> Objective:
From the article on Oracle Berkeley DB XML, give the passage again, beginning at "Storing an XML" and ending after "a relational database.", and substitute "nested" for "hierarchical".
— start of Passage provided —
XML.com: XML From the Inside Out
oreilly.comSafari Bookshelf.Conferences.

advertisement

Under the Hood: Oracle Berkeley DB XML

May 07, 2008

Storing an XML document in a relational database has its limitations. XML's hierarchical structures of elements and element attributes do not necessarily map well to relational database structures, which is where an embeddable (non-relational) XML database has its advantages over a relational database.

Oracle databases (since Oracle 9i database R2) provide the Oracle XML DB feature to store and query XML documents in an XMLType data-type column, but you still need a DBA to manage the Oracle database. On the other hand, Oracle Berkley DB XML is an embeddable XML database for storing and retrieving XML documents, one which provides efficient querying of XML documents using XQuery. Oracle Berkley DB XML is built on the embeddable Oracle Berkley DB database and inherits all the features of the database. For a comparison of Oracle Berkeley DB and relational database systems refer to A Comparison of Oracle Berkeley DB and Relational Database Management Systems.
— end of Passage provided —
— start of Given records —
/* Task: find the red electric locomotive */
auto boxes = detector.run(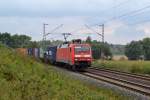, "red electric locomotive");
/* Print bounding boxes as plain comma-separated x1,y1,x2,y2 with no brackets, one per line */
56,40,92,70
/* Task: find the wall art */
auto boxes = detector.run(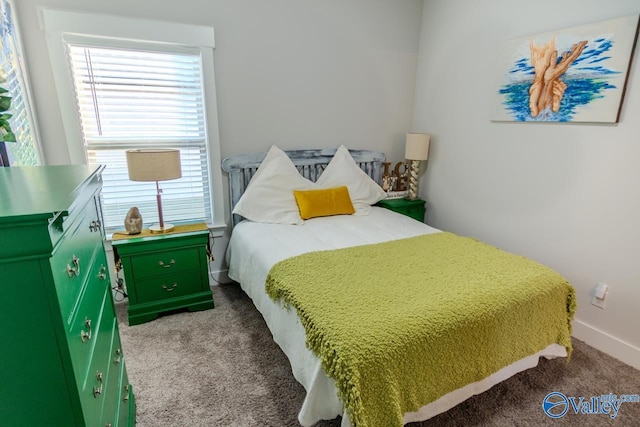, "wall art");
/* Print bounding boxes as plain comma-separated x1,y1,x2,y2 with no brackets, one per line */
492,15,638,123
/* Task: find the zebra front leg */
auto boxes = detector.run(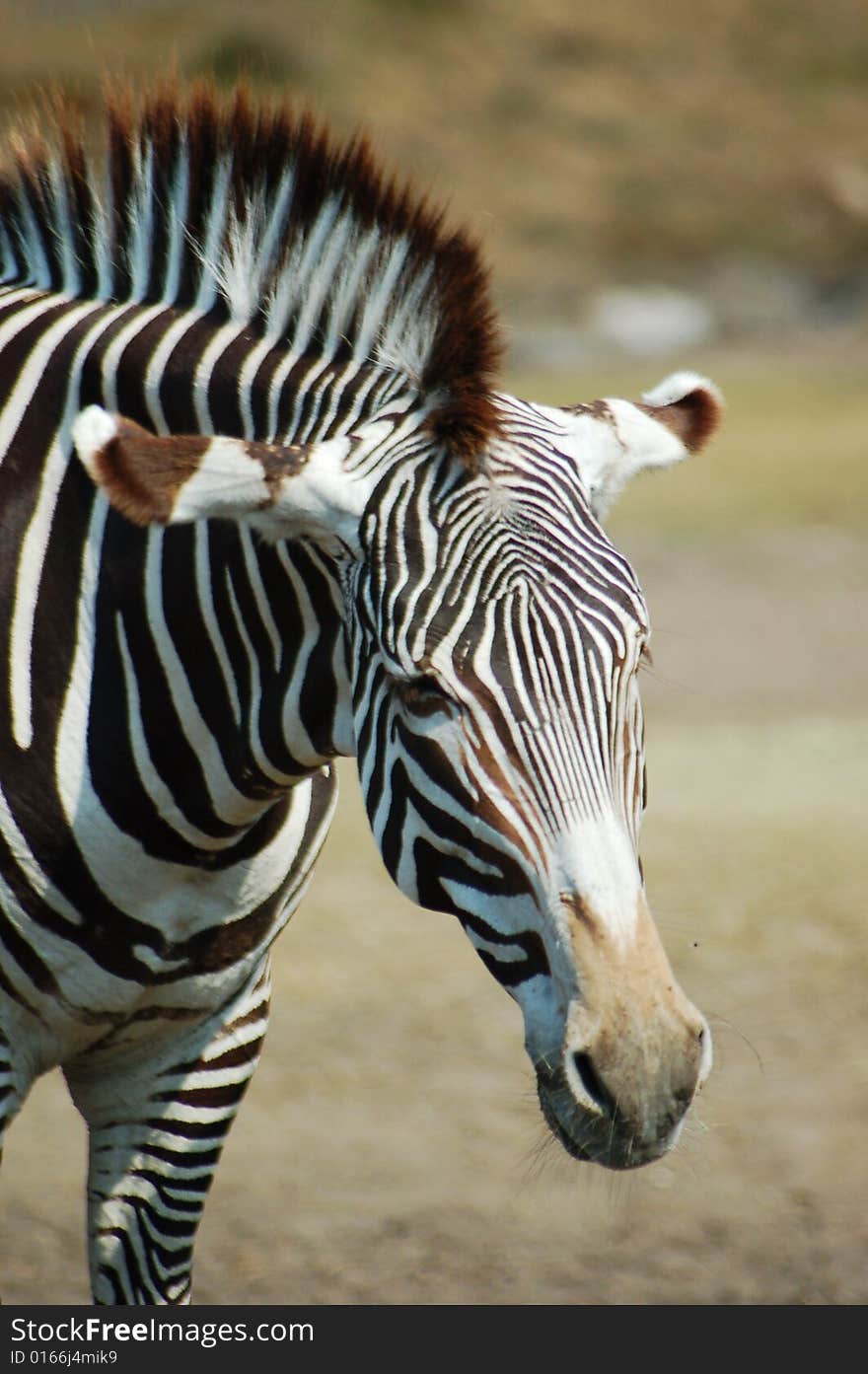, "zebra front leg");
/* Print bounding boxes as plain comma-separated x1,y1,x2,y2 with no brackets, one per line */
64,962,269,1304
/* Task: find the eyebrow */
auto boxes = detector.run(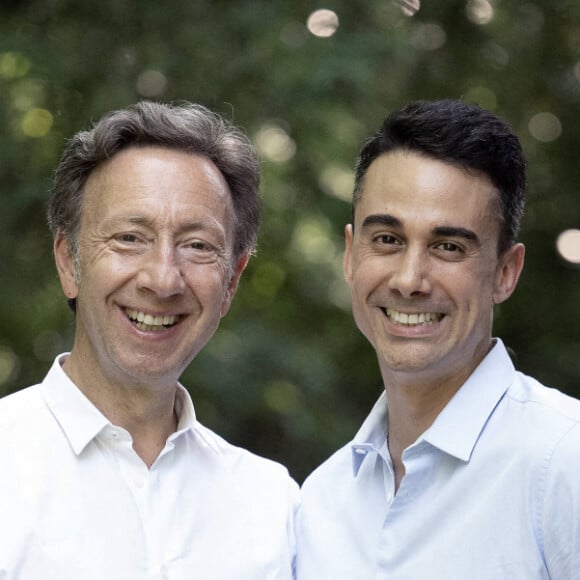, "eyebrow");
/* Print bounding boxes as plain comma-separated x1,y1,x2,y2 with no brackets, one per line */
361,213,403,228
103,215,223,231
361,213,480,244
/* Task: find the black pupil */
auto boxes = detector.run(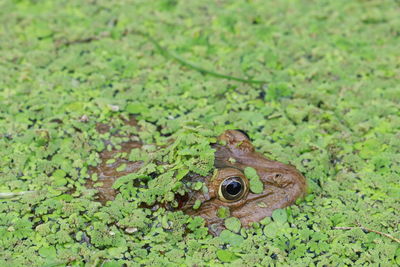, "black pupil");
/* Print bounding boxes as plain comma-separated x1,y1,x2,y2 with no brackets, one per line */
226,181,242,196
— end of Given records —
> Exercise result:
Storing an XML document in a relational database has its limitations. XML's nested structures of elements and element attributes do not necessarily map well to relational database structures, which is where an embeddable (non-relational) XML database has its advantages over a relational database.